▸ **WHAT YOU NEED TO DO**
How many lines in the material below contain the string "distant"? Case counts. Reply with the number alone.

▸ **PROVIDED DATA**
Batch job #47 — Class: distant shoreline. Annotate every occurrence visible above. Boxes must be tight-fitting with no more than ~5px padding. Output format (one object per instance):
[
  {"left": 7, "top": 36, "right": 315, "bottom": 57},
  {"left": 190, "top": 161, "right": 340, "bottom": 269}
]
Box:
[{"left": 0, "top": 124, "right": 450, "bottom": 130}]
--
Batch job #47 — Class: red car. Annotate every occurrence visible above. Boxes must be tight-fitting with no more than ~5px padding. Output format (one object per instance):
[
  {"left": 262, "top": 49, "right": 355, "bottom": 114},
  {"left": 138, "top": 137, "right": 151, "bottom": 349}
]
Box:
* * *
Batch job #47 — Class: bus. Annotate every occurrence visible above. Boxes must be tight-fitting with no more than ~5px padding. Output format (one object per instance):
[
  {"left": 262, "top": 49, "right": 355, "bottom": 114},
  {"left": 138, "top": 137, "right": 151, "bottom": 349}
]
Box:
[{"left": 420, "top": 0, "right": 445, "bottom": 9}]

▸ **COMPLETED EXERCISE**
1